Requirement: Within the entries below, the lines from the one with "point: dark window" through the one with "point: stone staircase" are to be set down exactly, both ends kept.

Data shown:
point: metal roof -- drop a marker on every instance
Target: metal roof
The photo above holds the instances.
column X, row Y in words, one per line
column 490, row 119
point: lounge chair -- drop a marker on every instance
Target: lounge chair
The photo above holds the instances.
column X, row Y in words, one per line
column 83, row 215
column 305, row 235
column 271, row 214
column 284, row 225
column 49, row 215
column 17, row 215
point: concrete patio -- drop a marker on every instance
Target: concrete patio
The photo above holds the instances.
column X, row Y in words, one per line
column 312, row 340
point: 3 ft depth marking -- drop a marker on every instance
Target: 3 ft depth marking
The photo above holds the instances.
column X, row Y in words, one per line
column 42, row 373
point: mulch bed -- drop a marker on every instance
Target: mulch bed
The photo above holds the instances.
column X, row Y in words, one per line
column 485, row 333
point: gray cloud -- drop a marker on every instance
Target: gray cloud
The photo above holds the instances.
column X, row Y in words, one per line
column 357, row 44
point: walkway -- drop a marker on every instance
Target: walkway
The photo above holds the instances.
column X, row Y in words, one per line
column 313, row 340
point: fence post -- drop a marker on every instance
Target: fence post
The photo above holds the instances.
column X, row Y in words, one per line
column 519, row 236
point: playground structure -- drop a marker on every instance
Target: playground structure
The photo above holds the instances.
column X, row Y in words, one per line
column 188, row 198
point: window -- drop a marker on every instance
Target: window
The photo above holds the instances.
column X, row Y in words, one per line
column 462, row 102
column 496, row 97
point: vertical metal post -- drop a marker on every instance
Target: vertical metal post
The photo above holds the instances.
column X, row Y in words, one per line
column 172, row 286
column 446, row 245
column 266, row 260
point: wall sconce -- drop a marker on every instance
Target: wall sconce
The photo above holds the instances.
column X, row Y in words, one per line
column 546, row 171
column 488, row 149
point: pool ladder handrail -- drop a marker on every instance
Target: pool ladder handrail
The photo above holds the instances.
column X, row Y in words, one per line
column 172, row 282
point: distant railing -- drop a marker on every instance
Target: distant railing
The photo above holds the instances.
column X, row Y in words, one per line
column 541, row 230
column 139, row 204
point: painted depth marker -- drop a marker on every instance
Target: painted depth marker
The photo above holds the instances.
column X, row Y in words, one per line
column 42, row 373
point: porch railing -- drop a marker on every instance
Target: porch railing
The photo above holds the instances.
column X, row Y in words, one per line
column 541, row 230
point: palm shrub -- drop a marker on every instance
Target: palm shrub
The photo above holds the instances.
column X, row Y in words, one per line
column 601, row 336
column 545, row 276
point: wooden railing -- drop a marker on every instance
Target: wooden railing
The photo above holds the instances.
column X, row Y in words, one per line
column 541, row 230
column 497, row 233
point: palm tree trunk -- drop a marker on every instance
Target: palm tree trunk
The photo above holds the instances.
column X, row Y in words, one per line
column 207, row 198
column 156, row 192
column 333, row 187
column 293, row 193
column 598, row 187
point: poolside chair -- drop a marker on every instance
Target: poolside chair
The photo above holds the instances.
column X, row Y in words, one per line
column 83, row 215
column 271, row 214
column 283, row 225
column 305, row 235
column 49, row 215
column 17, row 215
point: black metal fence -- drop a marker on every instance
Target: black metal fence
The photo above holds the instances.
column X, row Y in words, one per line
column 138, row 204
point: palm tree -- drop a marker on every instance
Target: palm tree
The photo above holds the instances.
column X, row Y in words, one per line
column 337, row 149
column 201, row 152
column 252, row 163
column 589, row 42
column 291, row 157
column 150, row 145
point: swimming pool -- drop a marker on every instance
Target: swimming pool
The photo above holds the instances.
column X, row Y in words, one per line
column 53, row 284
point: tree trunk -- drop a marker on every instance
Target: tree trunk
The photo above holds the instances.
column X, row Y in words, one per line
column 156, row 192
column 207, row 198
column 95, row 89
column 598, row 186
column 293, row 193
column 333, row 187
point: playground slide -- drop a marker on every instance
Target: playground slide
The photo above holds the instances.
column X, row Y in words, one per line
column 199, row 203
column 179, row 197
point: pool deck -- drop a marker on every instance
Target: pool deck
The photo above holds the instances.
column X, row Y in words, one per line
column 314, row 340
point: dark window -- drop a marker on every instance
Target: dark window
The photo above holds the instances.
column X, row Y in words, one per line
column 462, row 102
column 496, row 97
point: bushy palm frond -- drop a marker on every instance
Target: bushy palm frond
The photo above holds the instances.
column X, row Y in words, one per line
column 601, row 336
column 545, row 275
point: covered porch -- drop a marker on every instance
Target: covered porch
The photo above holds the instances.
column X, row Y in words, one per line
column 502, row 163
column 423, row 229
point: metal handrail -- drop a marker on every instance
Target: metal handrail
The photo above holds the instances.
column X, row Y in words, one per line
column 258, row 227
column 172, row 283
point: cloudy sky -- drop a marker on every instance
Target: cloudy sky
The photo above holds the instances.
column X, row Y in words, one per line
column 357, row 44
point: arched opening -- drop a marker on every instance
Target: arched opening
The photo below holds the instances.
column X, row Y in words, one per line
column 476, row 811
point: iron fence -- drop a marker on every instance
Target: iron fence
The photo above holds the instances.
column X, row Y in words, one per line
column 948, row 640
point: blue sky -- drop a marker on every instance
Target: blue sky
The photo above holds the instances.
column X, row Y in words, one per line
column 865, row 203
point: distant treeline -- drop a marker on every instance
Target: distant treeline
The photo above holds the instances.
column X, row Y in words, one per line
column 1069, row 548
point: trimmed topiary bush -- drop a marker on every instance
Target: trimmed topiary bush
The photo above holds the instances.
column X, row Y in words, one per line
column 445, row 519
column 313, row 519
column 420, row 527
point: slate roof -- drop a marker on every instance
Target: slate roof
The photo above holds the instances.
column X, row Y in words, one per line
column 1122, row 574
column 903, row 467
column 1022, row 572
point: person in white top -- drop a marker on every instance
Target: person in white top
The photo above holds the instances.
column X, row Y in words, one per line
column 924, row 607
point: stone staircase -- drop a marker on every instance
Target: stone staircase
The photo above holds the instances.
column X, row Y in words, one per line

Written response:
point: dark window -- drop a marker on every instance
Target: dark window
The photo above holds the instances.
column X, row Y in words, one per line
column 462, row 102
column 496, row 97
point: bushy palm frond -- drop a marker on every instance
Target: bushy palm frond
The photo above holds the instances.
column X, row Y in words, one per line
column 601, row 336
column 545, row 275
point: covered porch -- drop a marker on every instance
Target: covered porch
The photo above holds the instances.
column X, row Y in words, one per line
column 502, row 163
column 423, row 229
point: metal handrail -- drop a marker on every instance
Target: metal handrail
The photo above holds the instances.
column X, row Y in words, one per line
column 258, row 227
column 172, row 283
point: cloudy sky -- drop a marker on every instance
Target: cloudy sky
The photo above holds the instances.
column X, row Y in words, one per line
column 357, row 44
point: arched opening -- drop a marker on every instance
Target: arched opening
The photo below holds the instances.
column X, row Y in words, one per line
column 476, row 811
point: iron fence -- drop a marker on every instance
Target: iron fence
The photo above holds the instances.
column X, row Y in words, one per line
column 948, row 640
point: blue sky -- drop a marker on every instance
Target: blue sky
The photo above holds the instances.
column X, row Y in words, one per line
column 865, row 203
point: distant treeline -- drop a marker on every instance
Target: distant treeline
The photo above holds the instances.
column X, row Y in words, one per line
column 1069, row 548
point: trimmed topiary bush -- drop a marker on every instance
Target: trimmed topiary bush
The photo above holds the instances.
column X, row Y in words, one per line
column 445, row 519
column 313, row 519
column 420, row 527
point: slate roof -- drop a marker on every instance
Target: slate roof
The photo above holds the instances.
column X, row Y in words, one per line
column 1122, row 574
column 903, row 467
column 1022, row 572
point: person in white top -- drop a marker on every instance
Target: person in white top
The photo above holds the instances.
column X, row Y in words, one per line
column 924, row 607
point: stone staircase -- drop a marker on every instance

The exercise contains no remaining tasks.